Yazı:

:::

Sayfalar

3 Eylül 2010 Cuma

bir uyanabilsem neler yazıcam...

Kişinin kendini bilmesi gibisi var mı şu dünyada... e artık 36 yaşına gelince insan, ister istemez tanımaya başlıyor kendini. mesela beni ele alalım. bişey yapmak ister de başkasının hatırına vazgeçmek durumunda kalırsam ters teperim. hele de bu aile kişisiyse tepkim daha sert olur.

:::

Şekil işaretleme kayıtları
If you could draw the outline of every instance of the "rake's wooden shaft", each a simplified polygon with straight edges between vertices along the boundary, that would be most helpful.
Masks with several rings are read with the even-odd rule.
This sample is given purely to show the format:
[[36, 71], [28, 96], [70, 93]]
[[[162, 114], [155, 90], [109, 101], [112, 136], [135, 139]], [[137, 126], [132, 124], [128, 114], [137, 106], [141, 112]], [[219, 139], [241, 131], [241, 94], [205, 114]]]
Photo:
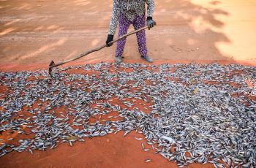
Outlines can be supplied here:
[[[132, 34], [135, 34], [135, 33], [137, 33], [137, 32], [138, 32], [138, 31], [142, 31], [142, 30], [144, 30], [144, 29], [146, 29], [146, 28], [148, 28], [148, 26], [144, 26], [144, 27], [143, 27], [143, 28], [139, 28], [139, 29], [138, 29], [138, 30], [135, 30], [135, 31], [132, 31], [132, 32], [129, 32], [129, 33], [128, 33], [128, 34], [125, 34], [125, 35], [123, 35], [123, 36], [119, 37], [118, 38], [117, 38], [116, 39], [113, 40], [113, 41], [110, 42], [110, 43], [116, 42], [117, 41], [118, 41], [118, 40], [120, 40], [120, 39], [123, 39], [123, 38], [124, 38], [124, 37], [128, 37], [128, 36], [130, 36], [130, 35], [132, 35]], [[94, 48], [94, 49], [92, 49], [92, 50], [89, 50], [89, 51], [87, 51], [87, 52], [86, 52], [86, 53], [83, 53], [80, 54], [78, 57], [76, 57], [76, 58], [75, 58], [69, 59], [69, 60], [64, 61], [63, 61], [63, 62], [58, 63], [58, 64], [55, 64], [54, 62], [53, 62], [53, 64], [50, 64], [50, 66], [49, 66], [49, 71], [50, 71], [50, 72], [51, 72], [51, 69], [52, 69], [52, 68], [54, 68], [54, 67], [56, 67], [56, 66], [63, 65], [63, 64], [67, 64], [67, 63], [69, 63], [69, 62], [71, 62], [71, 61], [75, 61], [75, 60], [77, 60], [77, 59], [79, 59], [79, 58], [80, 58], [85, 56], [87, 56], [88, 54], [90, 54], [90, 53], [91, 53], [95, 52], [95, 51], [100, 50], [102, 50], [102, 48], [105, 47], [106, 46], [107, 46], [107, 45], [104, 45], [99, 46], [99, 47], [96, 47], [96, 48]], [[52, 62], [53, 62], [53, 61], [52, 61]]]

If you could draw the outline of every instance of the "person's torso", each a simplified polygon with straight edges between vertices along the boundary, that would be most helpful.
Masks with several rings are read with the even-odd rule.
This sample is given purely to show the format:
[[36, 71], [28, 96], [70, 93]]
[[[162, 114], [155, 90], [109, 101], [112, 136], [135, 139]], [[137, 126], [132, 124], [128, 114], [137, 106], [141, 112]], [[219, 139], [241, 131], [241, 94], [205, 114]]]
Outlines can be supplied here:
[[120, 12], [125, 14], [127, 19], [133, 20], [136, 15], [142, 16], [146, 9], [146, 0], [117, 0]]

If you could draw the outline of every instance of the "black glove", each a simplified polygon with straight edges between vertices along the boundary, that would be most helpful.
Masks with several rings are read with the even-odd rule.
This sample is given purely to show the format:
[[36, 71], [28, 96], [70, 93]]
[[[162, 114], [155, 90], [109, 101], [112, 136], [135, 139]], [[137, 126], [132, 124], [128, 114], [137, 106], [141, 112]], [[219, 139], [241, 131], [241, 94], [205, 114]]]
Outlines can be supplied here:
[[153, 20], [152, 17], [148, 16], [147, 18], [147, 25], [148, 30], [150, 30], [151, 28], [153, 28], [154, 26], [157, 25], [157, 23]]
[[113, 35], [108, 34], [108, 39], [107, 39], [107, 41], [106, 41], [107, 47], [110, 47], [113, 45], [113, 43], [109, 43], [109, 42], [112, 42], [113, 38], [114, 38]]

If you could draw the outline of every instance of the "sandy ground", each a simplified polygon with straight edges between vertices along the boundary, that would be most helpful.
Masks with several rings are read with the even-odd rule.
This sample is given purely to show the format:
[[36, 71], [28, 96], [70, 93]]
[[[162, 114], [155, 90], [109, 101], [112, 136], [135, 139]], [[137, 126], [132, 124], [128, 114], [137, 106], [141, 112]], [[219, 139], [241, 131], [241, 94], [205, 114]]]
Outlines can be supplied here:
[[[255, 63], [255, 6], [254, 0], [156, 1], [148, 54], [157, 61]], [[103, 44], [111, 7], [110, 0], [1, 0], [1, 66], [58, 62]], [[80, 61], [112, 61], [115, 47]], [[139, 58], [137, 48], [135, 36], [129, 37], [125, 61]]]
[[[156, 1], [157, 26], [147, 31], [149, 55], [156, 64], [239, 63], [256, 65], [256, 1]], [[0, 70], [46, 69], [103, 44], [110, 0], [0, 0]], [[129, 31], [132, 31], [132, 26]], [[129, 37], [125, 62], [138, 61], [135, 36]], [[72, 64], [113, 61], [116, 45]], [[141, 150], [135, 134], [108, 135], [62, 144], [51, 151], [12, 153], [4, 167], [176, 167], [159, 155]], [[144, 163], [146, 159], [152, 162]], [[213, 167], [190, 164], [188, 167]]]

:::

Alıştırma yönergesi:
Yukarıdaki yazıdan, "Kişinin kendini bilmesi" ifadesinin geçtiği sözcüklerle açılıp "daha sert olur." ifadesiyle kapanan bölümü olduğu gibi çıkarın.

Tam yanıt:
Kişinin kendini bilmesi gibisi var mı şu dünyada... e artık 36 yaşına gelince insan, ister istemez tanımaya başlıyor kendini. mesela beni ele alalım. bişey yapmak ister de başkasının hatırına vazgeçmek durumunda kalırsam ters teperim. hele de bu aile kişisiyse tepkim daha sert olur.